EXERCISE REQUIREMENTS — Which lines of the entries below contain the word "face"? Pull out each one.

SUPPLIED INFORMATION —
== == ==

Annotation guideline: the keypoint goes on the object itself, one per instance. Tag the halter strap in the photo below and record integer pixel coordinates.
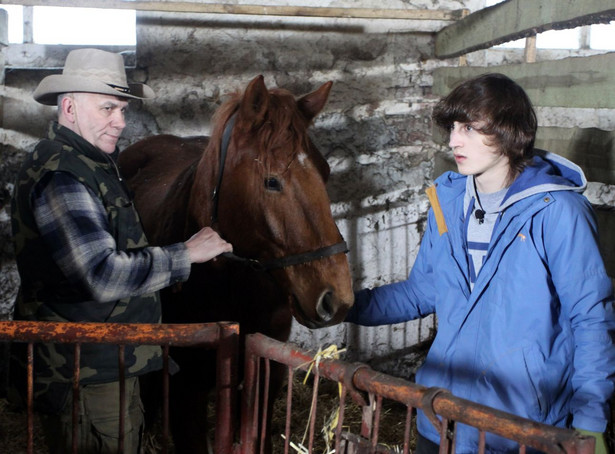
(290, 260)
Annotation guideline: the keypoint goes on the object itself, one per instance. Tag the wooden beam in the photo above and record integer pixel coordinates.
(515, 19)
(257, 10)
(570, 82)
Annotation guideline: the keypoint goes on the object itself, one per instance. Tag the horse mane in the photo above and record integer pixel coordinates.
(283, 122)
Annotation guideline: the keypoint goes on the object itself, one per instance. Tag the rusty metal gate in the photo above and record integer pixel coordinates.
(365, 386)
(220, 336)
(359, 381)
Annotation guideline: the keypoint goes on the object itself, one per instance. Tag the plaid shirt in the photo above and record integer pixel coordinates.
(73, 224)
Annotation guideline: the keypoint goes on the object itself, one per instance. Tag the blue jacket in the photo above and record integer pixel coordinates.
(533, 336)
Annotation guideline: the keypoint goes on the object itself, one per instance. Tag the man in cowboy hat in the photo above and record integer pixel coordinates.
(82, 254)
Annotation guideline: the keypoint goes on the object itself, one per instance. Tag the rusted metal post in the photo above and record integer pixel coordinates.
(226, 384)
(249, 406)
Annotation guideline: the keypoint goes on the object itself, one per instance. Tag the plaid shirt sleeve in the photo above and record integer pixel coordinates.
(73, 224)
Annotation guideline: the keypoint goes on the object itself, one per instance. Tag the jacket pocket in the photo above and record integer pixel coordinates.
(538, 408)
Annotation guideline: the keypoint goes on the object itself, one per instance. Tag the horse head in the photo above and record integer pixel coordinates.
(270, 199)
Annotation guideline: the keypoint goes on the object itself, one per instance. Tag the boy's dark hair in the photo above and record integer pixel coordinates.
(504, 109)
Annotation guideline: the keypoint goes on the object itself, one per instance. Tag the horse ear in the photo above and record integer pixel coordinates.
(312, 104)
(255, 101)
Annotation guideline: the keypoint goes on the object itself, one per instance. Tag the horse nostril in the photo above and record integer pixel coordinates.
(326, 308)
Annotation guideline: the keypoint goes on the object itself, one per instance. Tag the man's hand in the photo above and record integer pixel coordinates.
(205, 245)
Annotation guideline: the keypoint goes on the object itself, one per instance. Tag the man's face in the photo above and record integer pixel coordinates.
(99, 119)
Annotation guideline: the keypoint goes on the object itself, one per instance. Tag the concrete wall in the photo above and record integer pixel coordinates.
(375, 130)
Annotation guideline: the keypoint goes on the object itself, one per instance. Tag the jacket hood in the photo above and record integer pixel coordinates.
(548, 172)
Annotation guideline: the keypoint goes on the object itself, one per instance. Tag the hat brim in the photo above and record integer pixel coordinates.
(51, 86)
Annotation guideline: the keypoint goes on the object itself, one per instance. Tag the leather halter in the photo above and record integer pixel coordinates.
(281, 262)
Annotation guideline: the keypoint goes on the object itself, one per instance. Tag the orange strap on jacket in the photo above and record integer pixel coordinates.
(432, 195)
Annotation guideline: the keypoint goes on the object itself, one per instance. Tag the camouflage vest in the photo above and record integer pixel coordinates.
(45, 293)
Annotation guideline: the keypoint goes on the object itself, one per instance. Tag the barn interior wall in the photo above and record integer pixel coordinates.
(375, 130)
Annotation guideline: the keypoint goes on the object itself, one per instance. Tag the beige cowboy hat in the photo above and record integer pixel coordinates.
(90, 71)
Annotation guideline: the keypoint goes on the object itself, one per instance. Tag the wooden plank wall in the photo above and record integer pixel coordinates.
(579, 82)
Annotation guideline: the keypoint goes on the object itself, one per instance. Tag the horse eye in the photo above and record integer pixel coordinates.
(273, 184)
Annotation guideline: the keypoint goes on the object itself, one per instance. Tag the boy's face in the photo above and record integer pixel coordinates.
(475, 155)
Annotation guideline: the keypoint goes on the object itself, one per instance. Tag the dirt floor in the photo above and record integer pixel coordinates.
(13, 422)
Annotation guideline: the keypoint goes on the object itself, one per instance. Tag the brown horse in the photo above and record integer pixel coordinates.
(260, 182)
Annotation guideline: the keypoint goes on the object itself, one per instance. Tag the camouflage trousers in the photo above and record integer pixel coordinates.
(99, 418)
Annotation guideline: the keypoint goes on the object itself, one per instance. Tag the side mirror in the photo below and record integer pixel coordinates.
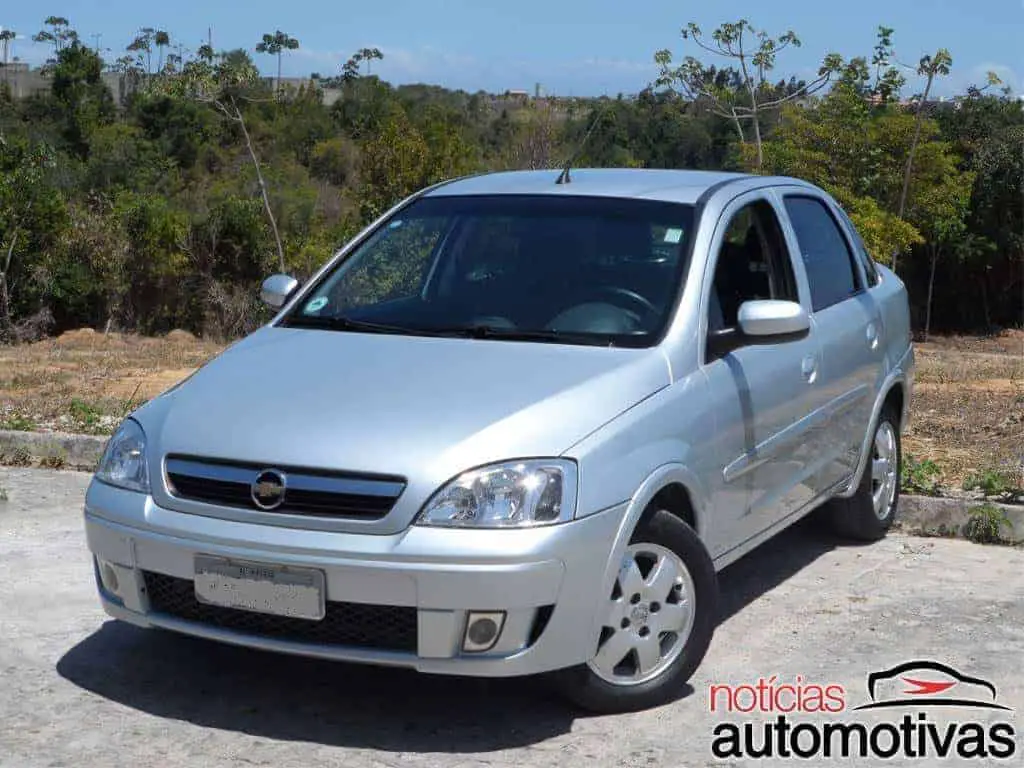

== == ==

ANSWER TO THIS TASK —
Annotation guideline: the keypoint goes on the object itself, one per instance. Tag the man's face in the photo above and record integer pixel coordinates.
Annotation guideline: the keypoint goes on the object itself, one per instance. Tag the boy's face in the photo above and record integer pixel coordinates.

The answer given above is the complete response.